Recorded data:
──────────

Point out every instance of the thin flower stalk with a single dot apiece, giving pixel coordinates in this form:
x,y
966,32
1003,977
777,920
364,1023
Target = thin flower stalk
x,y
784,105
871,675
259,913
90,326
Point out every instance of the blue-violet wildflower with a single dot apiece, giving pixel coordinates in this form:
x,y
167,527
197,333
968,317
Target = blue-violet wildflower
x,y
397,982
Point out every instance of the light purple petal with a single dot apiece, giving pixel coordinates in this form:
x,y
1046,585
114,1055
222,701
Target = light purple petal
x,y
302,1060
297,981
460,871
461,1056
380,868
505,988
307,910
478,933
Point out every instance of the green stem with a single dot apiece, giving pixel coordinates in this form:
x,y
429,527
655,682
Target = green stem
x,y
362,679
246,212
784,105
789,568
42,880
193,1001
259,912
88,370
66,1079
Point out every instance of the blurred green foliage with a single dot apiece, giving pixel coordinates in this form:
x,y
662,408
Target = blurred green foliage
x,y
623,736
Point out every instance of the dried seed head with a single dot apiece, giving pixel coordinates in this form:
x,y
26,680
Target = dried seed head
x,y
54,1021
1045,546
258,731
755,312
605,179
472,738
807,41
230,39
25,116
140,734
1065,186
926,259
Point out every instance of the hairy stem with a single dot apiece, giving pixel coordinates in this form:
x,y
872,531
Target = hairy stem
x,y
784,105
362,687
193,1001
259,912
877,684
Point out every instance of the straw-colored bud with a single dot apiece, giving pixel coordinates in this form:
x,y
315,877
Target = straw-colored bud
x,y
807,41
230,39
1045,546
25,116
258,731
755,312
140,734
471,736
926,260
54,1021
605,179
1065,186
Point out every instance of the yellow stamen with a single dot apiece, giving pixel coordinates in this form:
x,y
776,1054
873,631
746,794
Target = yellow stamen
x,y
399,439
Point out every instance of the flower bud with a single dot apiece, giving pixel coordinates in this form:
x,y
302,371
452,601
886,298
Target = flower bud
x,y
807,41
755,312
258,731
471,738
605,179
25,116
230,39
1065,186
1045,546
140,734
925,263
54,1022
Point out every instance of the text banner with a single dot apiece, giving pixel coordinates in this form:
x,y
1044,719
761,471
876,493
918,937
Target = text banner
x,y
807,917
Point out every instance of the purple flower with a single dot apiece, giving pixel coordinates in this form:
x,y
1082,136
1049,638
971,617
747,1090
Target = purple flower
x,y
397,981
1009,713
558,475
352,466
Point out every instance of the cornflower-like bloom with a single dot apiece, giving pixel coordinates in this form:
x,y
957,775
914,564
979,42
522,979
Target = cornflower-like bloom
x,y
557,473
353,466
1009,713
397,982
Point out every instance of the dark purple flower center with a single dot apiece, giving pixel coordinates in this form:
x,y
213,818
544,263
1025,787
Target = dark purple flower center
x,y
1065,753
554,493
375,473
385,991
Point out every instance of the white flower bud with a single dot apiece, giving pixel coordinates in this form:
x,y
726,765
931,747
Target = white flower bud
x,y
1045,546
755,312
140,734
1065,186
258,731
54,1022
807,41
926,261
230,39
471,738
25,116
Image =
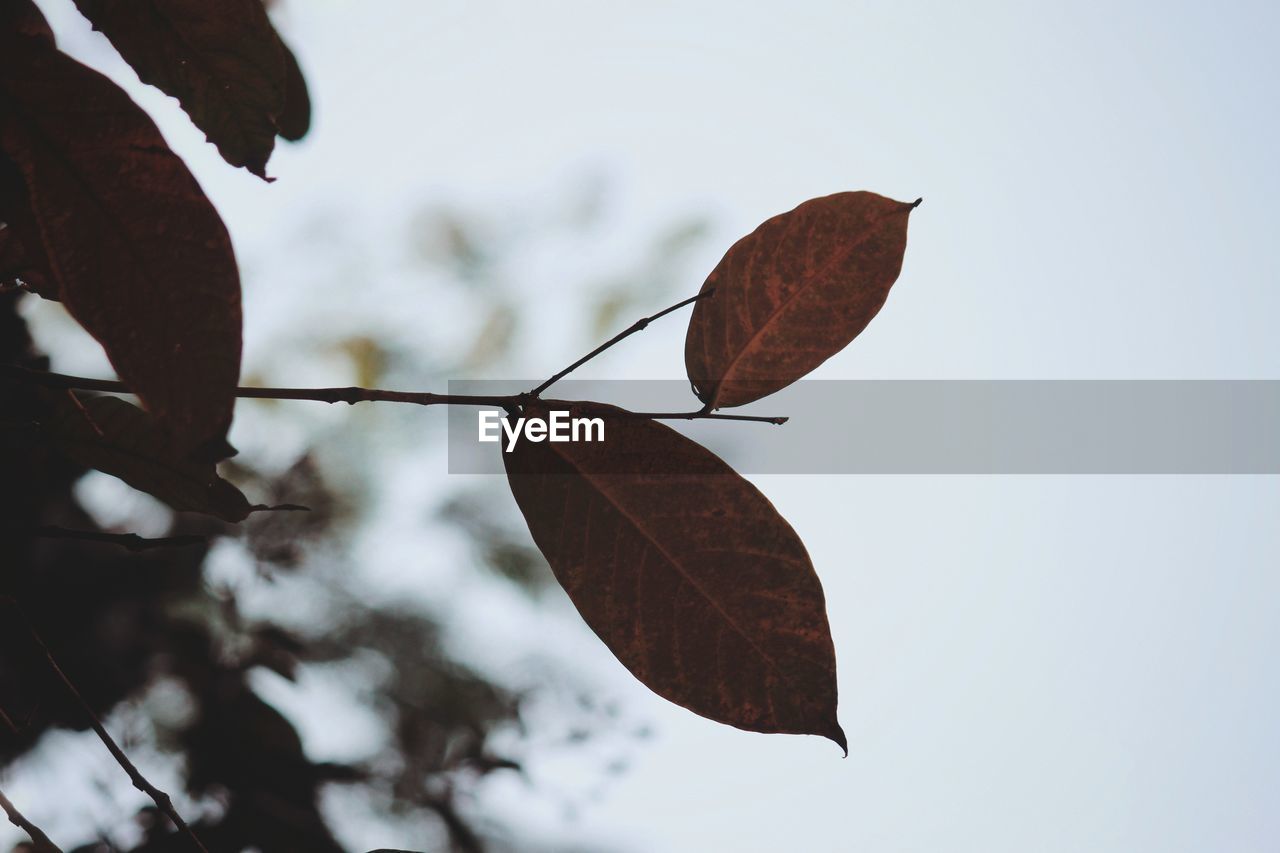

──────────

* **Exercise**:
An exact copy of the entries above is required, with the pictures left out.

* **Result for this exercise**:
Point out every instance of the thin flower stalk with a single dot apiece, giving pixel coordinates in this form:
x,y
966,32
1003,977
777,920
364,1023
Target = thin flower stalk
x,y
784,105
871,675
259,913
90,326
Point out every instance of the blue-violet wildflower with a single dot apiece, giving pixel coordinates in this form:
x,y
167,527
197,333
968,317
Target = blue-violet wildflower
x,y
397,982
Point out every instance of the light purple petal with a single dot apiece, giving pixel coordinates in this form:
x,y
1046,585
114,1055
222,701
Target = light purple petal
x,y
302,1060
297,981
460,871
461,1056
380,868
505,988
307,910
478,933
Point out every instance of the green stem with a single dot apiece, giving pixel coordinates in this form:
x,y
429,527
655,682
Target = green stem
x,y
362,679
246,212
784,105
789,568
42,880
193,1001
259,912
88,370
66,1079
Point out every instance of the blurred green foliage with a single dot apiece, giving pixel coordinates in this form:
x,y
662,408
Target = blurred green foliage
x,y
623,736
Point out every instance of the dried seed head with a single dot apiece, giving pixel coordinates in this form:
x,y
26,680
Target = dried seed head
x,y
54,1021
1045,546
258,731
755,312
605,179
472,738
807,41
230,39
25,116
140,734
1065,186
926,259
Point out every instance of the hairy stem with a single dot apiece, giving pixel coordinates in this form:
x,y
872,531
Target = hairy stem
x,y
784,105
362,687
193,1001
259,912
877,684
Point out every instance of the straw-colored bud with a single dot apiece, giving pixel coordinates in this form:
x,y
315,877
Target = straw-colored bud
x,y
807,41
230,39
1045,546
25,116
258,731
755,312
140,734
471,736
926,260
54,1021
605,179
1065,186
Point out every instance of the yellow stamen with a single dot apiece, giving pixel coordinates in this form:
x,y
776,1054
873,631
746,794
Target = yellow stamen
x,y
399,439
Point out every instance of the flower bud with a single dot apiece, giving pixel coordinates in this form:
x,y
302,371
452,601
886,298
Target = flower bud
x,y
807,41
755,312
258,731
471,738
605,179
25,116
230,39
1065,186
1045,546
140,734
925,263
54,1022
Point out every instance of the text banner with a single dot apiece, giving pixel coordinates in this form:
x,y
1044,719
761,471
876,493
918,937
Target = text banner
x,y
807,917
Point out every instance of the purple flower with a single dot apiece, giving pixel coordinates in this form:
x,y
1082,136
1049,638
971,617
747,1090
Target = purple flower
x,y
397,981
1009,713
558,475
352,466
Point out every instance of the cornflower-like bloom with a single dot apiece, giving pixel coordinates in this form:
x,y
957,775
914,564
979,42
522,979
Target = cornflower-like bloom
x,y
557,473
353,466
1009,713
397,982
Point out every instance of the dark purple flower center with a single dot apiece, giving pixel coordinates in this form:
x,y
213,818
544,263
1025,787
Target = dark purple flower center
x,y
1065,753
554,493
375,473
385,991
Point out every instance of the white flower bud with a single dot apiece, giving pixel coordinates in this form:
x,y
726,765
931,747
Target = white flower bud
x,y
1045,546
755,312
140,734
1065,186
258,731
54,1022
807,41
926,261
230,39
471,738
25,116
Image =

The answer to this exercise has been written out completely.